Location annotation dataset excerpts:
=-=-=-=-=

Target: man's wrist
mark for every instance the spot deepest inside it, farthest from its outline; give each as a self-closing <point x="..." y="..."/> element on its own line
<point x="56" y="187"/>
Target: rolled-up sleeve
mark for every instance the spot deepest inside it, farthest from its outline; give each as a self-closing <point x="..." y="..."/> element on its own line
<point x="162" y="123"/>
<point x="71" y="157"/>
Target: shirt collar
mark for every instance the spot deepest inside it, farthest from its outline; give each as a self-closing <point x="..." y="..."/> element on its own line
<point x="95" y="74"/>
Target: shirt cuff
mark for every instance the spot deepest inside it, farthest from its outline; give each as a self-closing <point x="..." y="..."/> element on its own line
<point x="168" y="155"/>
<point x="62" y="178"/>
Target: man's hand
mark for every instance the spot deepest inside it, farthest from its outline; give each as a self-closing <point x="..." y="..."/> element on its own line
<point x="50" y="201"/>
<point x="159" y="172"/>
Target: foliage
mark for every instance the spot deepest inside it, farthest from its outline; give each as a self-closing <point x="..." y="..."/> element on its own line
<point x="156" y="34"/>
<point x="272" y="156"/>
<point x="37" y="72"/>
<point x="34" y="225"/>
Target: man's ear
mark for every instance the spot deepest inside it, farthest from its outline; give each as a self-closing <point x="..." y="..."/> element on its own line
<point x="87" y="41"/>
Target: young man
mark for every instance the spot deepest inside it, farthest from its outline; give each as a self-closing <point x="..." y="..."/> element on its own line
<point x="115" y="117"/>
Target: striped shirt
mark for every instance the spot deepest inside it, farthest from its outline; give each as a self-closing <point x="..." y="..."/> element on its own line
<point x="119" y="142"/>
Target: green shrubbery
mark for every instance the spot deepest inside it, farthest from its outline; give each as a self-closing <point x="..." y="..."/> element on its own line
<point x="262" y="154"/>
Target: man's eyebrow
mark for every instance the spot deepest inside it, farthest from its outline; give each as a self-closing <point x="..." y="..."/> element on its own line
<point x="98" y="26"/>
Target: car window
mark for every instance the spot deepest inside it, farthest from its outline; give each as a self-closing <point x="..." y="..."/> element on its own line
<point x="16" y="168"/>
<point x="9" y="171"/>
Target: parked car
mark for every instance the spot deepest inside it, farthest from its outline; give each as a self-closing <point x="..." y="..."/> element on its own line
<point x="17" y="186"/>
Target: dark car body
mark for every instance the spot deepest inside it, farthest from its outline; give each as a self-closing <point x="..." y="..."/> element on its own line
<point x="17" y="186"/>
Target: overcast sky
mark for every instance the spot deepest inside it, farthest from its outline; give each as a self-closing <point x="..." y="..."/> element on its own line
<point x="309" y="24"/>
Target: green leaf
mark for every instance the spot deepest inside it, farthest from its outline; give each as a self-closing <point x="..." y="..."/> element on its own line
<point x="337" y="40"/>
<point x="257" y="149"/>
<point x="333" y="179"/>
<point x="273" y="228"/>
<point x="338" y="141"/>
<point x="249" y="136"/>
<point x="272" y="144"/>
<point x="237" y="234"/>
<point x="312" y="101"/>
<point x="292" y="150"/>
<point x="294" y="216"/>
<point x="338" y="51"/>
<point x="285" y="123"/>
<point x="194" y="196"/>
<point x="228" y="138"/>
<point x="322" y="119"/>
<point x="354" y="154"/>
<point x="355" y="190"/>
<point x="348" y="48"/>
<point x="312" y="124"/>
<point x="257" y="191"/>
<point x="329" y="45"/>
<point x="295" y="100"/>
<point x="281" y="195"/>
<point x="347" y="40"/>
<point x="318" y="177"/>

=-=-=-=-=

### Your instructions:
Give back exactly the lines running from the line containing "Target: green leaf" through the end of the material above, both included, and nothing beyond them.

### Reply to the task:
Target: green leaf
mark for every instance the spot deepest inside it, farthest from its outline; give each as a self-closing <point x="..." y="..."/> element on its own line
<point x="337" y="40"/>
<point x="257" y="149"/>
<point x="333" y="179"/>
<point x="273" y="228"/>
<point x="338" y="141"/>
<point x="249" y="136"/>
<point x="272" y="144"/>
<point x="237" y="234"/>
<point x="312" y="101"/>
<point x="292" y="150"/>
<point x="294" y="216"/>
<point x="338" y="51"/>
<point x="285" y="123"/>
<point x="194" y="196"/>
<point x="228" y="138"/>
<point x="322" y="119"/>
<point x="354" y="154"/>
<point x="355" y="190"/>
<point x="348" y="48"/>
<point x="312" y="124"/>
<point x="257" y="191"/>
<point x="329" y="45"/>
<point x="295" y="100"/>
<point x="281" y="195"/>
<point x="347" y="40"/>
<point x="318" y="177"/>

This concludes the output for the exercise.